**Page text**
# HLEQN - Editorial

Author: Abhinav Sharma
Testers: Nishank Suresh, Nishant Shah
Editorialist: Nishank Suresh

1315

Basic math

# PROBLEM:

Given X, find if there exist any positive integer solutions to 2\cdot a + 2\cdot b + a\cdot b = X.

# EXPLANATION:

Suppose we fix the value of a. Can we find out whether a valid b exists?

Yes we can

Rearrange the equation to bring b to one side, and we obtain

b = \frac{X - 2\cdot a}{a + 2}

We want b to be a positive integer, and so all that needs to be done is to check two conditions:

• X - 2\cdot a \gt 0
• a + 2 divides X - 2\cdot a

both of which are easy to check.

With this in mind, we can iterate over all possible values of a, and check if a valid value of b exists or not.

However, there can be upto 10^9 possible values for a, and iterating over them all is too slow so we need to speed up a little.

Note that, since a\gt 0 and b\gt 0, we must have a\cdot b \leq X. In particular, this means that at least one of a and b must be no larger than \sqrt X. In particular, \min(a, b) \leq \sqrt X.

Also note that the equation is symmetric in a and b, i.e, if we swap a and b, the value of 2\cdot a + 2\cdot b + a\cdot b doesn’t change.

So, without loss of generality, we can always say that a \leq b. This, combined with our earlier observation that \min(a, b) \leq \sqrt X now gives us only \mathcal{O}(\sqrt X) different values of a that need to be checked, which is fast enough to solve the problem.

# TIME COMPLEXITY

\mathcal{O}(\sqrt X) per test case.

# CODE:

Editorialist's Code (Python)
for _ in range(int(input())):
x = int(input())
ans = 'no'
# b = (x - 2*a)/(a+2)
for a in range(1, x+10):
if a*a > x:
break
if 2*a >= x:
break
if (x - 2*a)%(a + 2) != 0:
continue
ans = 'yes'
break
print(ans)

4 Likes

I admit that I could not solve this within 1 hour, and even dropped it after feeling stuck for that long. Maybe I should do more math problems.

3 Likes

I think mine is simpler

int ec(int a,int b)
{
return a*b+2*a+2*b;
}

string f(int x)
{
if(x<5) return "NO";
for (int i = 1; 1; i++)
{
int vl = ec(i,i);
if(vl>x||vl>1e9) break;
if(vl==x||(x-vl)%(2+i)==0) return "YES";
}
return "NO";
}

2 Likes

I used Binary Search to find out the value of b.
Glad to know there was a simpler solution out there.

3 Likes

Lets define a function f(a,b) = 2*(a+b)+a*b (for simplicity)
we want to know whats the difference between the number f(a,b) and f(a,b+1)

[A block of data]
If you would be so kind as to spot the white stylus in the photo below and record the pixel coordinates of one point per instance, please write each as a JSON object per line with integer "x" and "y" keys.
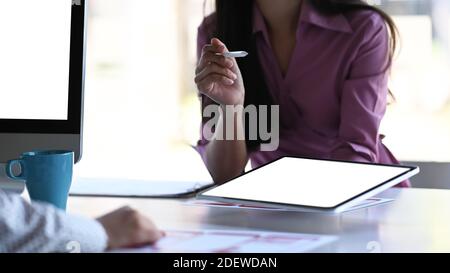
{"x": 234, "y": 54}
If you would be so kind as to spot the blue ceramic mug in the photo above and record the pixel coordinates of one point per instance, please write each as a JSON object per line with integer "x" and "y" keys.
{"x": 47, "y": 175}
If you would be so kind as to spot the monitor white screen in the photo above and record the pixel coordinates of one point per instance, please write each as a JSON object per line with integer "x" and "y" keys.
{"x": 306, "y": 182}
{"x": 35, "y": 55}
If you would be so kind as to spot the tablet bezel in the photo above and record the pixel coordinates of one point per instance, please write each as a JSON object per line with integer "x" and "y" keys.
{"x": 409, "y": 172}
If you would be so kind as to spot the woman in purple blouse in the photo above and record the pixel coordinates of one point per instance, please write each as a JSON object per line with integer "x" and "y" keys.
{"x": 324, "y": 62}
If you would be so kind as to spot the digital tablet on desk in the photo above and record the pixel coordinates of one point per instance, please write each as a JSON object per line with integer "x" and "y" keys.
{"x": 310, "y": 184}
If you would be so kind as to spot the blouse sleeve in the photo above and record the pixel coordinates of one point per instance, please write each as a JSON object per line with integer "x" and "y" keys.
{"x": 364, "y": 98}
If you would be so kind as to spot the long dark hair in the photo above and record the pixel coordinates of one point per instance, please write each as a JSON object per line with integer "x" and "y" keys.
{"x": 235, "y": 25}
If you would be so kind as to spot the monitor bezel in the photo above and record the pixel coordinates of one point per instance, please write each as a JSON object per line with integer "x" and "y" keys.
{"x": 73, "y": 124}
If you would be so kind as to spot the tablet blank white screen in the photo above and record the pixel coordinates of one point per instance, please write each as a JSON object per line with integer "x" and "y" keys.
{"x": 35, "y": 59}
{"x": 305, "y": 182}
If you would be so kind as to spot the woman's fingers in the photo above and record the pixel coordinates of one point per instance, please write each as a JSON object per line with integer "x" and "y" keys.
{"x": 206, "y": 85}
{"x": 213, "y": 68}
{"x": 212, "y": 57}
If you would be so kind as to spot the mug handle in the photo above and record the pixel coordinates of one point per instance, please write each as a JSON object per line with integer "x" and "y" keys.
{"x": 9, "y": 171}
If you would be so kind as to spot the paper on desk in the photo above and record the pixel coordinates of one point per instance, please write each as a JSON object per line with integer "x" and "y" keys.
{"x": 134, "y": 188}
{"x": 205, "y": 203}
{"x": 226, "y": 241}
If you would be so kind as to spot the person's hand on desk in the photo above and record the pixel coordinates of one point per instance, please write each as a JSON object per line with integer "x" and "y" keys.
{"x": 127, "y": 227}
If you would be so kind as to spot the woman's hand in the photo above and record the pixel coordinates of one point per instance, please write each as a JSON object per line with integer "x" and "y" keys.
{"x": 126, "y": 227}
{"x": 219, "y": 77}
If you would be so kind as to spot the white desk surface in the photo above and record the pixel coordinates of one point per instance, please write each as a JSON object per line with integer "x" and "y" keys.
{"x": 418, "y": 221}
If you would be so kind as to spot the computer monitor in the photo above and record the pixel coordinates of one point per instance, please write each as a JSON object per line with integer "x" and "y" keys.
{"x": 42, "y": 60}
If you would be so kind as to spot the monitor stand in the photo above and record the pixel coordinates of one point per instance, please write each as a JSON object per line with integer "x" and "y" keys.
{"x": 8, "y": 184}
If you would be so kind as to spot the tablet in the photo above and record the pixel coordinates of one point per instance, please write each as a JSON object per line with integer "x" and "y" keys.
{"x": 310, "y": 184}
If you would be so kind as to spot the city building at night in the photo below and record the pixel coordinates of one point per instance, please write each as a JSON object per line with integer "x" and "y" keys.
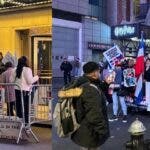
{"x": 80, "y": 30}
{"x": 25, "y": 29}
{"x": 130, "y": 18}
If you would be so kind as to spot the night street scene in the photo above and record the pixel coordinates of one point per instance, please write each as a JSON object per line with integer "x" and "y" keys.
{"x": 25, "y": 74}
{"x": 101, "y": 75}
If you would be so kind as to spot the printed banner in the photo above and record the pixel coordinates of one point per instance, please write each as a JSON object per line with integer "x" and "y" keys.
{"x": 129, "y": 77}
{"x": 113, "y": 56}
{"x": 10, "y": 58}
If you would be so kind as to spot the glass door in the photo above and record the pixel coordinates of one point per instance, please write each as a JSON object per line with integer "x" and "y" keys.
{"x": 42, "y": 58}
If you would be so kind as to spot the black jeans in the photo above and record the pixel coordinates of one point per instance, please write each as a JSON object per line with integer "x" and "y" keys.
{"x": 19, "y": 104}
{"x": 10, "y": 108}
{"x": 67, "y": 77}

**Work to complete**
(1) Do these statements agree with the HLEQN editorial above? Answer yes or no for each, and quote the words from the editorial that decide it.
(a) The editorialist's code is written in C++.
(b) Swapping a and b leaves the equation unchanged.
(c) One commenter found the value of b with binary search.
(2) Write out, word for word, the part of the HLEQN editorial that opens with the words containing "both of which" and closes with "solve the problem.".

**Responses**
(1)
(a) No: "Editorialist's Code (Python)"
(b) Yes: "the equation is symmetric in a and b"
(c) Yes: "I used Binary Search to find out the value of b."

(2)
both of which are easy to check.

With this in mind, we can iterate over all possible values of a, and check if a valid value of b exists or not.

However, there can be upto 10^9 possible values for a, and iterating over them all is too slow so we need to speed up a little.

Note that, since a\gt 0 and b\gt 0, we must have a\cdot b \leq X. In particular, this means that at least one of a and b must be no larger than \sqrt X. In particular, \min(a, b) \leq \sqrt X.

Also note that the equation is symmetric in a and b, i.e, if we swap a and b, the value of 2\cdot a + 2\cdot b + a\cdot b doesn’t change.

So, without loss of generality, we can always say that a \leq b. This, combined with our earlier observation that \min(a, b) \leq \sqrt X now gives us only \mathcal{O}(\sqrt X) different values of a that need to be checked, which is fast enough to solve the problem.